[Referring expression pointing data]
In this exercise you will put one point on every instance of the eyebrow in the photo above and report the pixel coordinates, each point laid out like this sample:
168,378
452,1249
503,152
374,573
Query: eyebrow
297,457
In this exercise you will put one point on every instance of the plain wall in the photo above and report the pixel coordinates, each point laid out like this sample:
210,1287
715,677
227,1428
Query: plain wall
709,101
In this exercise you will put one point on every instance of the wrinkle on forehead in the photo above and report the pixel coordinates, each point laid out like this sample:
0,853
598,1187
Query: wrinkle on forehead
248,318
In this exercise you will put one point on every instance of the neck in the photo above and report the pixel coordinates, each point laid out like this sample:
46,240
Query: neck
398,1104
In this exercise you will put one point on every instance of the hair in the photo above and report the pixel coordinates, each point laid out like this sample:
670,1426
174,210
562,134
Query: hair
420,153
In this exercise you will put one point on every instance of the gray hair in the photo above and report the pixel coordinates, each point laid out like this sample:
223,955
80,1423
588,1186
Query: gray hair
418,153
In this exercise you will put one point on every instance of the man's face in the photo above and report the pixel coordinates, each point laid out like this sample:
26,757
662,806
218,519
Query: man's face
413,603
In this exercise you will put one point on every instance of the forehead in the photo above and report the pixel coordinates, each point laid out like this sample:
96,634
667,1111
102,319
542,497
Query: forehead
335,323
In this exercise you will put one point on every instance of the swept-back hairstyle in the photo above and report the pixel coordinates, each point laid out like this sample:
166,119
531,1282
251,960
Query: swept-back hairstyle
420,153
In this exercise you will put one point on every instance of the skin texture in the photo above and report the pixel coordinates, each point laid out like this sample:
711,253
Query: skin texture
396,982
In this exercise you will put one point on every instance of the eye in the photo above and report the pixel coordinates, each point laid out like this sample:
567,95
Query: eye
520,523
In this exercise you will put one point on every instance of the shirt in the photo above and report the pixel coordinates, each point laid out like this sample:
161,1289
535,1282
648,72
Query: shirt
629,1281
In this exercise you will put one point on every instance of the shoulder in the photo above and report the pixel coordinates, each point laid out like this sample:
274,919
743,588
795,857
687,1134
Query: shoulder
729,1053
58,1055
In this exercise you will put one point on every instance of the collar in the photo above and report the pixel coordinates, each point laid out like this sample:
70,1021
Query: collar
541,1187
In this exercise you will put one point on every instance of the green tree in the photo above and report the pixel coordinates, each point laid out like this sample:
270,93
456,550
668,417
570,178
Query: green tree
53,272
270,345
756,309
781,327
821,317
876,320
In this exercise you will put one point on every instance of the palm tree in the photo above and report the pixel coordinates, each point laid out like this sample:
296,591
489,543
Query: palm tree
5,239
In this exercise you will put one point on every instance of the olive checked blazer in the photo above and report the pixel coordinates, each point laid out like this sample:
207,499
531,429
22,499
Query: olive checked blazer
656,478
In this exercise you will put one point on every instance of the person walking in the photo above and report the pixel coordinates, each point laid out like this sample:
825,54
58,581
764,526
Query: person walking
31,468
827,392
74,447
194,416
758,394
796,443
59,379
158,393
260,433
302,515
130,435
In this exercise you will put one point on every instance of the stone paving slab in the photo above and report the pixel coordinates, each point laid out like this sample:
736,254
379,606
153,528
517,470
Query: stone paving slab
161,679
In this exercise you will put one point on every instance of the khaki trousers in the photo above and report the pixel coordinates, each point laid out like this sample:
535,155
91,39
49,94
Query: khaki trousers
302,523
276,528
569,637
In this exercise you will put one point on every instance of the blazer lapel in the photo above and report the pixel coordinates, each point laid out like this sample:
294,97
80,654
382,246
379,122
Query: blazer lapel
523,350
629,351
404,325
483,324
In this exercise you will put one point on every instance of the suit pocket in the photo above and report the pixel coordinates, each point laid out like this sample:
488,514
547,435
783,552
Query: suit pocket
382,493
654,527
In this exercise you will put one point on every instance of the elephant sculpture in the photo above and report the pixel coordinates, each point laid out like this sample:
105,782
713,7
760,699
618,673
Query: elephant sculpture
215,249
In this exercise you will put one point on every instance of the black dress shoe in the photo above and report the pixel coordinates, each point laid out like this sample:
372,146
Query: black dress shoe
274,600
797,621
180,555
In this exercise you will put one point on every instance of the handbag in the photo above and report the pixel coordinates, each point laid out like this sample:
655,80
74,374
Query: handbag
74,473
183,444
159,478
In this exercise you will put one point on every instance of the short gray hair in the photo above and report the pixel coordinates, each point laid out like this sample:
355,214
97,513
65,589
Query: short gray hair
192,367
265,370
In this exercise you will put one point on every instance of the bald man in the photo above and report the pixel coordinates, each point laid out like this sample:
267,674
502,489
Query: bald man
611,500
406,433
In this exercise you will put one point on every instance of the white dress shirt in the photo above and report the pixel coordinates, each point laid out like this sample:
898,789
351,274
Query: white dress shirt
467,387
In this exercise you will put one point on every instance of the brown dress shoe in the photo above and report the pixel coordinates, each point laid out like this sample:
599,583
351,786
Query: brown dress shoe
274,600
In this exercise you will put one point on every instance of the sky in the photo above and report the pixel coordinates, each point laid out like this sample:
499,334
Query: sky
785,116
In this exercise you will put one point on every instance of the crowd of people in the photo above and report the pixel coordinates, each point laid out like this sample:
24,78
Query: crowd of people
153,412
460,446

▸ **What is being asked**
Nothing added, nothing dropped: copy the data above.

▸ **Finished task**
In this exercise you will put one point on every instance of the eyebrow in the photo above and report the pixel coordinates, each point laid out like this sample:
168,378
452,1249
503,152
374,573
Query: eyebrow
297,457
In this exercise you will put one point on every instance of the plain wall in the photo above and report the pixel coordinates, each point laid out like this sample:
210,1287
715,677
227,1428
Query: plain wall
709,101
In this exercise you will put one point on every instance of the wrinkle on forehead in the photo above and report the pixel coordinates, each point laid out like this sample:
0,853
598,1187
Query: wrinkle on forehead
248,318
In this exercise you will put one point on every instance of the neck in the photo above and report the pixel coordinates, each point laid out like this sample:
46,240
Query: neck
398,1104
In this exercise you will put one point on every instance of the hair in the photo above and report the pixel coordinates, each point laid out like this sample:
670,1426
174,210
562,134
Query: hair
420,153
In this exercise you will put one point on every instance of the gray hair in the photo above and report the pixel coordinates, each point laid out like this sample:
223,955
80,1423
588,1186
Query: gray hair
418,153
In this exercise you will put one point on every instance of the man's face in the photo above and report the pixel coordinates, each point laid out like this sample:
26,757
662,806
218,519
Query: man's face
413,603
In this exercise you will put one point on every instance of the forehead in the photo above and report the pixel coordinates, each point laid out like this sample:
96,634
667,1111
102,319
542,497
Query: forehead
335,323
In this exercise you will put one point on every instance of the swept-back hairstyle in the photo above and report the pixel coordinates, each point laid out like this sample:
166,119
531,1282
251,960
Query: swept-back hairstyle
420,153
In this exercise you will put one point on every instance of the skin texture in the photo above and report the pixel coordinates, each point laid out like this sample:
711,253
Query: skin texture
396,982
In this exercise you will put one point on every instance of the eye in the photo above and report the pixel coordinates, each point laid out like this sample:
567,95
Query: eye
520,523
In this exercise you will put one point on every instance of the shirt in the photo above and report the pixel coordinates, each point laid out like this sample:
161,1289
535,1282
648,72
Query: shirt
629,1281
In this exercise you will put one point on every instance of the shoulder in the photo above and report the pixel coordinates, each point laid out like this sample:
274,919
743,588
795,857
687,1134
Query: shoulder
729,1053
58,1055
In this exercise you will put one point on every instance of the collar in the photo above and report the pixel coordinates, each point laid out like this sample:
70,1021
Query: collar
541,1187
In this exercise you will put one point on every instance of the green tree in the photo above and report the pixel coordinates, each point laid out like this sample:
270,93
456,550
668,417
570,178
Query: green tree
53,272
270,345
756,309
781,327
821,317
876,320
In this exercise you will put one point on every instance of the palm tree in the photo above and report the pixel coordinates, each point laid out like this sample:
296,591
489,543
Query: palm tree
5,239
In this exercise you will put one point on every instance of the olive checked blazer in the photo above and report the pixel coordinates, each point laid out like this sample:
207,499
531,429
22,499
Query: olive checked blazer
656,478
In this exercise you will put one point on every instance of the person walking in the photo above and report the pixel coordinates, each point laid out like this sample:
825,54
58,581
764,526
Query: person walking
31,468
827,392
74,447
194,416
758,394
796,443
59,379
158,393
260,433
302,515
130,435
In this exercise you will put one point on every instance of the stone paving slab in the photo above and report the pixel coordinates, each point laid out like this sample:
736,254
379,606
153,528
517,470
Query: stone paving slab
161,679
In this exercise you will put one point on every instance of the khaki trousers in the photo above and report the pixel coordinates, each point laid out like this sample:
535,155
91,39
49,94
Query: khaki trousers
302,523
276,528
569,637
In this exercise you will put one point on every instance of the blazer lapel in the photo above and report the pixel coordinates, each point laid out like this sample:
294,97
80,654
382,246
379,122
Query: blazer lapel
523,350
629,351
404,325
483,324
In this exercise you will put one point on every instance of the suit pocket in the photo above and report the pixel coordinates, each point laid out like this sample:
488,514
547,435
783,552
Query: suit pocket
382,493
654,527
In this exercise you will put one point on every instance of the elephant sculpture in the photo above and report the pixel coordinates, each point laid out like this sample:
105,782
713,7
760,699
618,673
Query: elephant sculpture
215,249
In this exercise you will put one point on every instance of the black dress shoe in the photo above and report the pixel coordinates, each point laid out like this sample:
372,146
Query: black dress shoe
274,600
797,621
180,555
In this exercise you will put one point on every instance of the handbag in the photo above and report the pixel coordinates, each point laid out like this sample:
655,80
74,374
Query: handbag
74,473
183,444
159,478
In this exercise you will put one point on every instance of the short gray hair in the photo above and report the pixel coordinates, each point laid out like this sample:
355,214
97,513
65,589
Query: short gray hair
192,367
265,370
In this exercise you will put one point on every instance of the bald man in the photo above and report the pixel coordinates, each point laid out like this sample:
267,674
502,489
Query: bald man
611,500
406,433
In this exercise you will put one point on every instance of the white dress shirt in the photo above and report the pixel coordinates, each point laid out like this sample:
898,789
351,274
Query: white dress shirt
467,387
In this exercise you will put one point on every instance of the brown dress shoe in the photo above and report the pixel coordinates, each point laid out like this sample:
599,583
351,786
Query: brown dress shoe
274,600
In this exercise you will put one point on every instance of the sky in the photo above and report the pixel coordinates, each point laid out like this sample:
499,334
Query: sky
785,116
In this exercise you will put one point on every instance of the crowd of people in the photo above and report the pixel coordinates, each point laid out like this sample:
24,78
Query: crowd of people
153,412
460,446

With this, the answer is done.